§ **SOURCE DOCUMENT**:
14 January ~ Raheem Sterling has shown remarkable composure and strength of character in attempting to highlight the root cause of the intolerance directed at him. But the racial abuse he has suffered is not the story here. What should be highlighted is why a corner of society has felt emboldened to make their hate overt again. And that’s why pointing a finger at the press, rather than the individual who sought to verbally attack him, was a perfect thing to do. 

In the UK, journalism – and the national sports desks especially – lack meaningful diversity. In most offices and boardrooms, the higher up a company or industry you climb, the less likely you are to see a minority. But aspiring writers of colour don’t even get the opportunity to feel overlooked within a sports journalism environment, because the door is closed to us before we even get that far. It’s been over two years since I made an audio documentary focusing on this subject, with contributions from, among others, freelancer Natasha Henry, Jonathan Liew (Independent) and Carl Anka (Players’ Tribune). During that time nothing has changed because those in a position to bring about change have not recognised that anything is actually wrong.

§ **WORK REQUIRED**: Please answer from the passage on Raheem Sterling above: according to it, what do UK journalism and the national sports desks especially lack?

§ **SUPPLIED INFORMATION**:
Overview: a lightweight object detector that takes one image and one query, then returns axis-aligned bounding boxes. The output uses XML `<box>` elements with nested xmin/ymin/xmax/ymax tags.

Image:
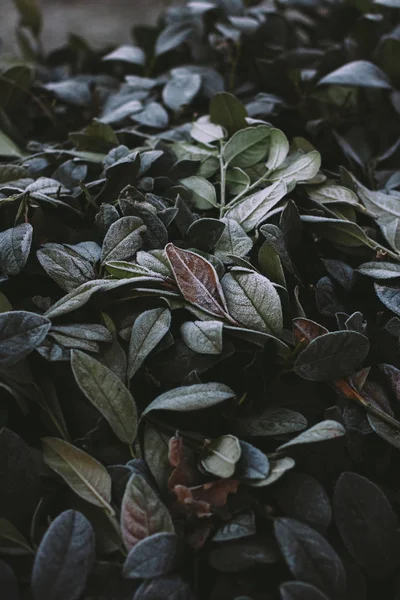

§ **SOLUTION TO THIS PROBLEM**: Meaningful diversity.